→ **Your assignment**
Write out, word for word, the part of the listing below that opens with the line containing "Target: head" and closes with the line containing "Target: paving stone", keeping both of those lines and adding no others.
┌──
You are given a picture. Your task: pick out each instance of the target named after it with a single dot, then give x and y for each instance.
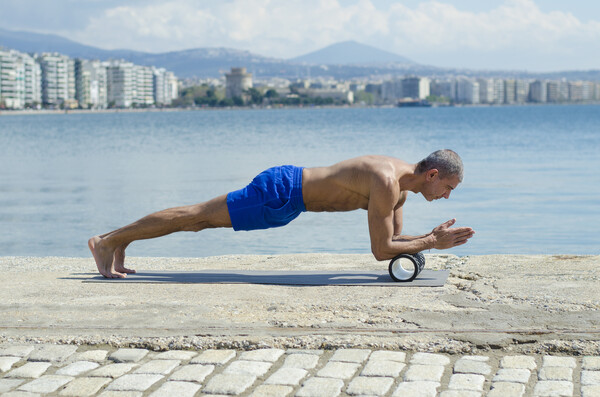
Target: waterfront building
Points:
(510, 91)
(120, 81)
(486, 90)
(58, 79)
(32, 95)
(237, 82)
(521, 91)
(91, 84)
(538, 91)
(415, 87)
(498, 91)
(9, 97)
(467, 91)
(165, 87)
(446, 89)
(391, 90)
└──
┌──
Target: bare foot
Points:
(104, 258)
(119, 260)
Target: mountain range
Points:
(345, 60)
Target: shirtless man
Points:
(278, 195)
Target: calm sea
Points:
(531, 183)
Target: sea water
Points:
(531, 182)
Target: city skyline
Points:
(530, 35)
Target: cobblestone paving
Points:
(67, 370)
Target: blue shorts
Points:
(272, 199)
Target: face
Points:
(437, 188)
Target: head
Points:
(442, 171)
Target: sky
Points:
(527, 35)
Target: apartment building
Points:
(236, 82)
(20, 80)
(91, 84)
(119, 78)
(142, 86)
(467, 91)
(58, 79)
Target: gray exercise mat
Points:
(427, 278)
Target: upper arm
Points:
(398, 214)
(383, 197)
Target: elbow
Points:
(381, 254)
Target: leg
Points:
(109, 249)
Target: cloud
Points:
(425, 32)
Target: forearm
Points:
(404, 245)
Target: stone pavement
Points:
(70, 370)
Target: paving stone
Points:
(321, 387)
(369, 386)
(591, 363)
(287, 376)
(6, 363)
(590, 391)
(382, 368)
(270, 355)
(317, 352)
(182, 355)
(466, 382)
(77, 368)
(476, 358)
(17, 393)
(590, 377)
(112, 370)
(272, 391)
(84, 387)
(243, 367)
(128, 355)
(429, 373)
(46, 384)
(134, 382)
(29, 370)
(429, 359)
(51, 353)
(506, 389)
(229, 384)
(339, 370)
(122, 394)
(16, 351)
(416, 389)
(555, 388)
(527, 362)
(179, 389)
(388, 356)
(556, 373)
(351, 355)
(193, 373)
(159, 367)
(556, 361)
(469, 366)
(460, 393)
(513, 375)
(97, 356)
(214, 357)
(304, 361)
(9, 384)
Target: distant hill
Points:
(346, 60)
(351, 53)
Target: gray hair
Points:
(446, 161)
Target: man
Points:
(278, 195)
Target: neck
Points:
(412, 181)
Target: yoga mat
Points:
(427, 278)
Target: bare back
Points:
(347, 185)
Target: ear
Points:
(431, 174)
└──
→ **Written reply**
Target: head
Points:
(442, 171)
Target: sky
Points:
(527, 35)
Target: apartment building
Points:
(236, 82)
(20, 80)
(91, 84)
(119, 78)
(142, 86)
(467, 91)
(58, 79)
Target: gray exercise mat
Points:
(427, 278)
Target: upper arm
Points:
(398, 214)
(383, 197)
Target: elbow
Points:
(381, 254)
Target: leg
Points:
(109, 249)
Target: cloud
Points:
(425, 32)
Target: forearm
Points:
(404, 245)
Target: stone pavement
Points:
(70, 370)
Target: paving stone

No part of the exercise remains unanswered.